(Image-grounded pointing data)
▼

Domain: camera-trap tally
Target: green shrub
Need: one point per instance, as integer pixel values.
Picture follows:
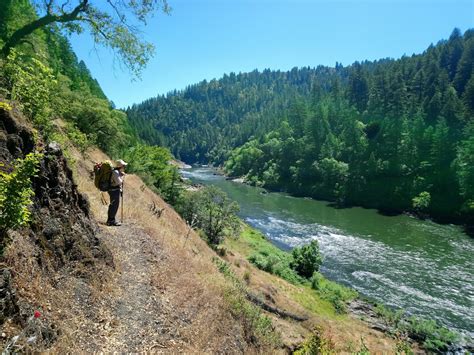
(33, 85)
(16, 193)
(211, 211)
(317, 343)
(306, 259)
(257, 327)
(337, 294)
(433, 336)
(277, 264)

▲

PROBLEM TO SOLVE - Produce an exact copy of the lines from the line with "Need: one point" through the last line of the data above, both ends included. No pictures belong in it.

REPLY TO THE TASK -
Need: one point per instance, as integer pixel values.
Picture follows:
(33, 85)
(16, 193)
(211, 211)
(317, 343)
(306, 259)
(257, 327)
(337, 294)
(433, 336)
(277, 264)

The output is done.